**The task**.
Please rewrite the rows in the stretch from the line containing "Pinpoint every instance of paved road" through the line containing "[393,135,423,226]", keeping every line and its wording, but multiply each bounding box coordinate in the answers by 1.3 and round to the nearest whole number, with halves rounded up. Return only those lines.

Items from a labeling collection
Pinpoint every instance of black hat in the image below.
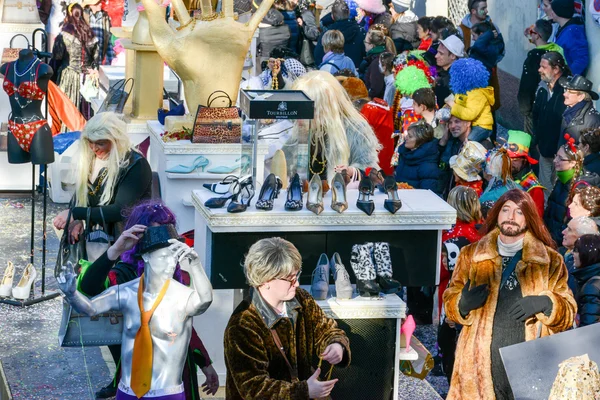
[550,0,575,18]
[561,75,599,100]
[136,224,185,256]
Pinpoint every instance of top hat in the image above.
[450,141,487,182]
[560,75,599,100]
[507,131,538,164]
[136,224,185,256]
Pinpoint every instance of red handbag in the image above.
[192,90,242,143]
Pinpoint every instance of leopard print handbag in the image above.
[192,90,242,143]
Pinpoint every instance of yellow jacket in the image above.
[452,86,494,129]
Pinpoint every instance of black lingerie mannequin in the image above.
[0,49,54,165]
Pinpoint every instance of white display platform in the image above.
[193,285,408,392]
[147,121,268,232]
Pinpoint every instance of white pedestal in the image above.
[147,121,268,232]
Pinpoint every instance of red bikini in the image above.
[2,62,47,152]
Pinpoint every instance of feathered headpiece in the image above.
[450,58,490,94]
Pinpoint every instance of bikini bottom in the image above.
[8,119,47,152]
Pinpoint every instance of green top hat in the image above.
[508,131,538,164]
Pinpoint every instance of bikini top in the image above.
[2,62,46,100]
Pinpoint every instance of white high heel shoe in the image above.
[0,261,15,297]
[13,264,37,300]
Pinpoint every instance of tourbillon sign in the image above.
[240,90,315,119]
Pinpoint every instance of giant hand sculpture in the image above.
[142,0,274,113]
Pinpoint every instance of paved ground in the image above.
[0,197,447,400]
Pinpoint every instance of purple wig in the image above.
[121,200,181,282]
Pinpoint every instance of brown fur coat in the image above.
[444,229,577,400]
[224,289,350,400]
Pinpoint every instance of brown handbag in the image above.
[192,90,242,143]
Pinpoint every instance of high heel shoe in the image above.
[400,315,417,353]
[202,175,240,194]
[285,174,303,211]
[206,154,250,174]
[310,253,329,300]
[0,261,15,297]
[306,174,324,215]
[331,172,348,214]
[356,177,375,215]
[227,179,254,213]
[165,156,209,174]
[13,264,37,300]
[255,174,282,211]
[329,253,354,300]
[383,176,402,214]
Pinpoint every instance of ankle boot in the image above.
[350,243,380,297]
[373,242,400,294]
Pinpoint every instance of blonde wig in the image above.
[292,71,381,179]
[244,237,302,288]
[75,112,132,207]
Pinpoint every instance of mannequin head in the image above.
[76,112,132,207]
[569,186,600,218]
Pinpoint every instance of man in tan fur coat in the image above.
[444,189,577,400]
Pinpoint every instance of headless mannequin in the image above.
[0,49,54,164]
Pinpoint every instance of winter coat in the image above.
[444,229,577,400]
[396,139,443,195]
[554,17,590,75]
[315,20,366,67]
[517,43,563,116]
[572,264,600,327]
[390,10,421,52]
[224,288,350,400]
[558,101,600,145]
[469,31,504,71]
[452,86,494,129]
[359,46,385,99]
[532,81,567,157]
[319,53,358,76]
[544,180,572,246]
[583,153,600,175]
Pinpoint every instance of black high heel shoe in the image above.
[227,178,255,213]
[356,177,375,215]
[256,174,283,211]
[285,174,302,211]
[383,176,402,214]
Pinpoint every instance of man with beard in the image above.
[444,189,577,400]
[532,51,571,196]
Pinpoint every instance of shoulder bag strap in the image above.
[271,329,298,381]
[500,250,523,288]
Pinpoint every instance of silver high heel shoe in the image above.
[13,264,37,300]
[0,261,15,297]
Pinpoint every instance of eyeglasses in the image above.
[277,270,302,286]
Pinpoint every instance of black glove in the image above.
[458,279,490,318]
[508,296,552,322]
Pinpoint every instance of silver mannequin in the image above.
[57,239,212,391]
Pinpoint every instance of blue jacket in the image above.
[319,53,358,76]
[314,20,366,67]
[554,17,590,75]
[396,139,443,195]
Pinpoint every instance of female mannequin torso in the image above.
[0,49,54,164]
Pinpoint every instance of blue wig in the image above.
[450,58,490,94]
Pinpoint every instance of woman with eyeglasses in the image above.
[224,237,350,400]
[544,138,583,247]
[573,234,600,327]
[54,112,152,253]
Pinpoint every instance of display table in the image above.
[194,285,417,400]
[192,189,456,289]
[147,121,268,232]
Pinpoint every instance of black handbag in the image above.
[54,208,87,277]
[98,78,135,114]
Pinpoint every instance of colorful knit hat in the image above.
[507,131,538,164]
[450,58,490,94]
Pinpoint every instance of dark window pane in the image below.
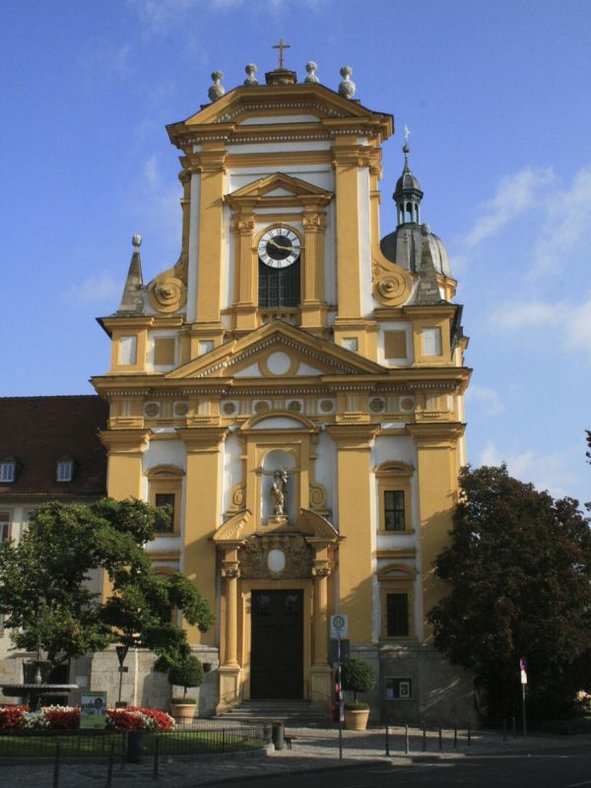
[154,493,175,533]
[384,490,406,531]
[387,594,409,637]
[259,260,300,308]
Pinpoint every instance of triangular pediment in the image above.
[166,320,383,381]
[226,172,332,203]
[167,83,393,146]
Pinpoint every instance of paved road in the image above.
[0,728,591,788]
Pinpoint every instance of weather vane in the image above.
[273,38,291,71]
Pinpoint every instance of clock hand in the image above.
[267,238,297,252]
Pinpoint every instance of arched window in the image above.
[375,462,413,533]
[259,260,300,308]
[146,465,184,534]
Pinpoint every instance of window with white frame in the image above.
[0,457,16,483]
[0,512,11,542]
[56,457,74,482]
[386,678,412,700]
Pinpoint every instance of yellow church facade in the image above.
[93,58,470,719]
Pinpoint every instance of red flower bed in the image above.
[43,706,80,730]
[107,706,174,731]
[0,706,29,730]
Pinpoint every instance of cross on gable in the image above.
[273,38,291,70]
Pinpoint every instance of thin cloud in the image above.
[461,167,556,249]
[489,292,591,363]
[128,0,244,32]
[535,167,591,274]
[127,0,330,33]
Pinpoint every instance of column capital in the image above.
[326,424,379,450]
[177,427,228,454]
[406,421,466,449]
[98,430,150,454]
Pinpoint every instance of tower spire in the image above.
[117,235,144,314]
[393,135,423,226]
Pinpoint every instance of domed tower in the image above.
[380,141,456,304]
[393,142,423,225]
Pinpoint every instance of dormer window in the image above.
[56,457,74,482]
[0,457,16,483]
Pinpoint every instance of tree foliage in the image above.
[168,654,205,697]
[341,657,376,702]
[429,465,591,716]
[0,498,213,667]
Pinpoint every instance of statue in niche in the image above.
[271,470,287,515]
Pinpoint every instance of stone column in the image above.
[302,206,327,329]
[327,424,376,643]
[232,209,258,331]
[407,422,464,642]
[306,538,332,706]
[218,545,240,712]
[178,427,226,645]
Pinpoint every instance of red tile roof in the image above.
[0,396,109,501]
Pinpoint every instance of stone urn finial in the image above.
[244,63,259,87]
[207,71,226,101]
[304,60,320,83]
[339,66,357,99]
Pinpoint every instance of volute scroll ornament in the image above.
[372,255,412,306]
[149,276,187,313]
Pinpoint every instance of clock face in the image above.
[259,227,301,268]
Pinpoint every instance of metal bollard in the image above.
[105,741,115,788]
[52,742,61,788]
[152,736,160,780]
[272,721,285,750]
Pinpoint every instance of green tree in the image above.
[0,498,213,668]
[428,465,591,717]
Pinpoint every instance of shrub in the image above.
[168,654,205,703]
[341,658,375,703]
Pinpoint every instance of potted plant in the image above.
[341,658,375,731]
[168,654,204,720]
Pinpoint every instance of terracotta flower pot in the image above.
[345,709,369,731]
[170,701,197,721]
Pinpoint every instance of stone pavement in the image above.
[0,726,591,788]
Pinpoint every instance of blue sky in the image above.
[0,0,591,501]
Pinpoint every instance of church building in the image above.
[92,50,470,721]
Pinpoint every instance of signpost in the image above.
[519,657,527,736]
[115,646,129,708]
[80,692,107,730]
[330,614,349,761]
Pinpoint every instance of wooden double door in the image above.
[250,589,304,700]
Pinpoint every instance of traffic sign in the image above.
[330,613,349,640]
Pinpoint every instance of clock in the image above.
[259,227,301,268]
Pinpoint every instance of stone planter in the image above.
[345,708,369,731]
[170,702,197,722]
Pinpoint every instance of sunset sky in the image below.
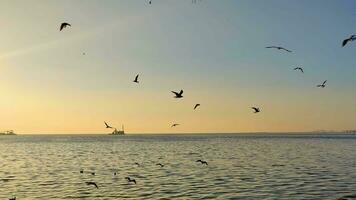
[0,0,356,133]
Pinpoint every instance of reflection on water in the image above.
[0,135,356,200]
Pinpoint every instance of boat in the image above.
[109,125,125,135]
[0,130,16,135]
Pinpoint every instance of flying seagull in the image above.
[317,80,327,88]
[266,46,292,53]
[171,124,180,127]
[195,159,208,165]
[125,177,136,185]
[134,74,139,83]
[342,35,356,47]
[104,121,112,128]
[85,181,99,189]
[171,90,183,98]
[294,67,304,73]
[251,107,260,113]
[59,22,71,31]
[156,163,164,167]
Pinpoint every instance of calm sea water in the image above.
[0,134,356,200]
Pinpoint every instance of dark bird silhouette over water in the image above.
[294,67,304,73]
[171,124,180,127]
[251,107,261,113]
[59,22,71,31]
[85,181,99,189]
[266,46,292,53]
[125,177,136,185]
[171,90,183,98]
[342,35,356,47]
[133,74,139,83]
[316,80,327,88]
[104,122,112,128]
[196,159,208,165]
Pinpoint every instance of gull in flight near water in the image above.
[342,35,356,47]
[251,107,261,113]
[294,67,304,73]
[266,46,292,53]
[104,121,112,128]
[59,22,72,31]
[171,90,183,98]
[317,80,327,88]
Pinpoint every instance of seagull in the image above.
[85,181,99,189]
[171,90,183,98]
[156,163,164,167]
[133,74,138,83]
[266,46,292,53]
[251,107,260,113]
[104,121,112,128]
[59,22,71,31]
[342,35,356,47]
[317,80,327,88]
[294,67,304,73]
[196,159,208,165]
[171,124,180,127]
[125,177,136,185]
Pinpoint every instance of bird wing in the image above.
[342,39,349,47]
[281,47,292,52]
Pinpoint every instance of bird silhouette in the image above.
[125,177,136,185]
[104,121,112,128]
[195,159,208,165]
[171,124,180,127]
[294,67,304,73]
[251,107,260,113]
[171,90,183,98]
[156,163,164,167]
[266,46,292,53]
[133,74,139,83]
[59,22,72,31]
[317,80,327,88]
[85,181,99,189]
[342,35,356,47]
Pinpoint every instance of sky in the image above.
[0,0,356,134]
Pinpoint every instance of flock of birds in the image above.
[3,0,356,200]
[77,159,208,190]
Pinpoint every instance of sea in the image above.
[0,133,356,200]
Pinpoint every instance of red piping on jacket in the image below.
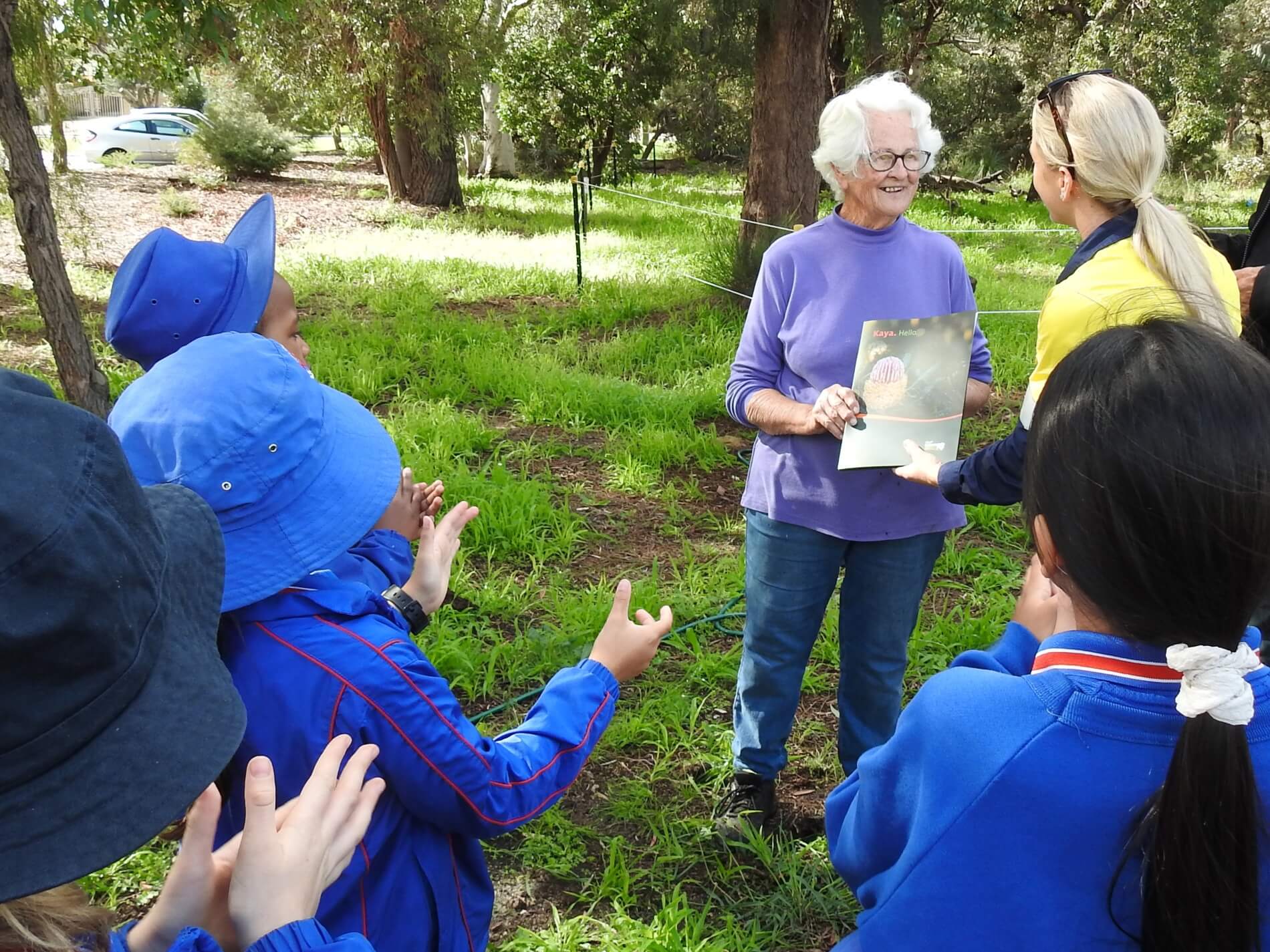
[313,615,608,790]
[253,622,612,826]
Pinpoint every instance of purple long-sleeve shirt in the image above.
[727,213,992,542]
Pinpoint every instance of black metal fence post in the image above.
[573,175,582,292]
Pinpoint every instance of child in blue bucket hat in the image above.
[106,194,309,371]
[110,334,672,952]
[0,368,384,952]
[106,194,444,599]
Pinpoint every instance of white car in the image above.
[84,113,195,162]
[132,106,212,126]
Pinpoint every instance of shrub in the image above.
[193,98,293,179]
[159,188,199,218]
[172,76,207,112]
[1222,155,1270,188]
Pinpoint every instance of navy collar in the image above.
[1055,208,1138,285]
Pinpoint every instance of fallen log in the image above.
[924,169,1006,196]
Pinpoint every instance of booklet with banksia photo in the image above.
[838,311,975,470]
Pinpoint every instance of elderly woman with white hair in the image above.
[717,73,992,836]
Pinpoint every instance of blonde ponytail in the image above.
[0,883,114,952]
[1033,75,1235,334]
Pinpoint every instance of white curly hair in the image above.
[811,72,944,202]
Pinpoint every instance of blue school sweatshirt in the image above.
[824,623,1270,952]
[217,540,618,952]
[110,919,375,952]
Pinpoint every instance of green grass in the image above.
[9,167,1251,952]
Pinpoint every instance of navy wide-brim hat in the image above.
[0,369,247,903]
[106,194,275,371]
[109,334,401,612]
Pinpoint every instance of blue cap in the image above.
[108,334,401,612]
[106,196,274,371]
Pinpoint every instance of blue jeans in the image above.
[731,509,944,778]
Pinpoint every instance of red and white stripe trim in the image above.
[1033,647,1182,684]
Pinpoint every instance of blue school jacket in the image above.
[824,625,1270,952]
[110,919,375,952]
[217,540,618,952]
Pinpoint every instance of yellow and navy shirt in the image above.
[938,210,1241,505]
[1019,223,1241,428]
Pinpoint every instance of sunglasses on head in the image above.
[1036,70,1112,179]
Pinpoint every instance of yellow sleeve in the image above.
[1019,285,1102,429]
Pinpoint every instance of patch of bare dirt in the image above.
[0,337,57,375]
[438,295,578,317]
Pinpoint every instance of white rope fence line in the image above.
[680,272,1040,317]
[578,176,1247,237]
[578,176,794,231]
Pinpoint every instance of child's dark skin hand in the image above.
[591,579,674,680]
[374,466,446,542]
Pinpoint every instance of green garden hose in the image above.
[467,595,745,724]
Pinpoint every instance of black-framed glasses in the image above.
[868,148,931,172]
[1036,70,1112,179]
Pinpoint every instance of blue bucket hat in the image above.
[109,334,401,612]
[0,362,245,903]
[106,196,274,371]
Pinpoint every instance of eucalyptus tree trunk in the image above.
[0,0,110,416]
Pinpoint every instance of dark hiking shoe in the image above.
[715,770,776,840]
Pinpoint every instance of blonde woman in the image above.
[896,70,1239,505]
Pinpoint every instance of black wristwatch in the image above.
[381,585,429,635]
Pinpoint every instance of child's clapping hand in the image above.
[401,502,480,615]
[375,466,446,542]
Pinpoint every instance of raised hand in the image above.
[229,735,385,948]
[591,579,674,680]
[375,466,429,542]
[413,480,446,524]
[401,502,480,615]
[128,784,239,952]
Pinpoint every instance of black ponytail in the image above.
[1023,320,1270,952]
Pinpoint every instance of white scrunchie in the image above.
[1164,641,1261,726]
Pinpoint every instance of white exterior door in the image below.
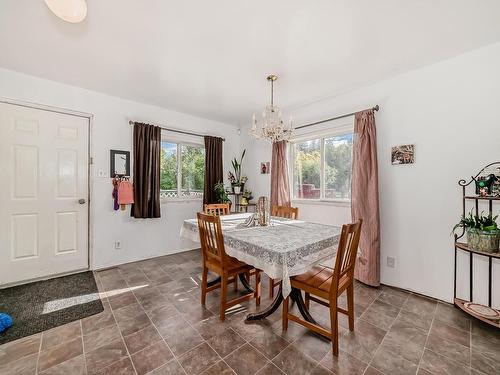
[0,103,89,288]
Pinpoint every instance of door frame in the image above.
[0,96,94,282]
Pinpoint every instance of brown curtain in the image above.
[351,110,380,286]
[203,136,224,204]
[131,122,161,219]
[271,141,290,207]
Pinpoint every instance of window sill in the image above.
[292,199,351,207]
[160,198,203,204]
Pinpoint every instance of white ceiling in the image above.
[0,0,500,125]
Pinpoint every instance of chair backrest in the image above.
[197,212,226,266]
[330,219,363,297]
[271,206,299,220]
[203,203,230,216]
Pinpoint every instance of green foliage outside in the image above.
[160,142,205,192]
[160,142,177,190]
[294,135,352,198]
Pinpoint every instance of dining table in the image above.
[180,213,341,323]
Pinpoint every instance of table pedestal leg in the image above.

**Answer**.
Pinpoint every instance of paved road in the image above.
[0,946,768,1024]
Pinpoint every instance of weather vane in the image above.
[355,49,378,92]
Pinpoint every instance of clock hand in the image above.
[347,309,386,328]
Pinpoint every instance of arched window in the image above.
[488,601,537,693]
[337,338,390,400]
[190,605,239,694]
Pinpoint every instance of window with white frame in the image above.
[0,594,21,628]
[0,666,14,705]
[73,594,96,627]
[502,881,536,910]
Pinpoint every instance of yellow church facade in the image above.
[121,75,611,935]
Pinpoint every instance of red flower bed in the image above.
[56,918,104,949]
[139,918,226,950]
[0,918,38,949]
Pinpoint every instance of cross on gable in the image above.
[355,49,378,91]
Pinpoint every instance of thin cloud in the image above.
[599,217,723,324]
[636,380,768,472]
[166,0,317,42]
[696,217,768,356]
[165,0,429,43]
Pinpoint every instance of column capital in the image above.
[424,551,493,585]
[230,555,296,590]
[528,547,606,584]
[127,559,195,590]
Pinpoint every instance of tower spire in the image above.
[152,306,187,408]
[511,176,550,294]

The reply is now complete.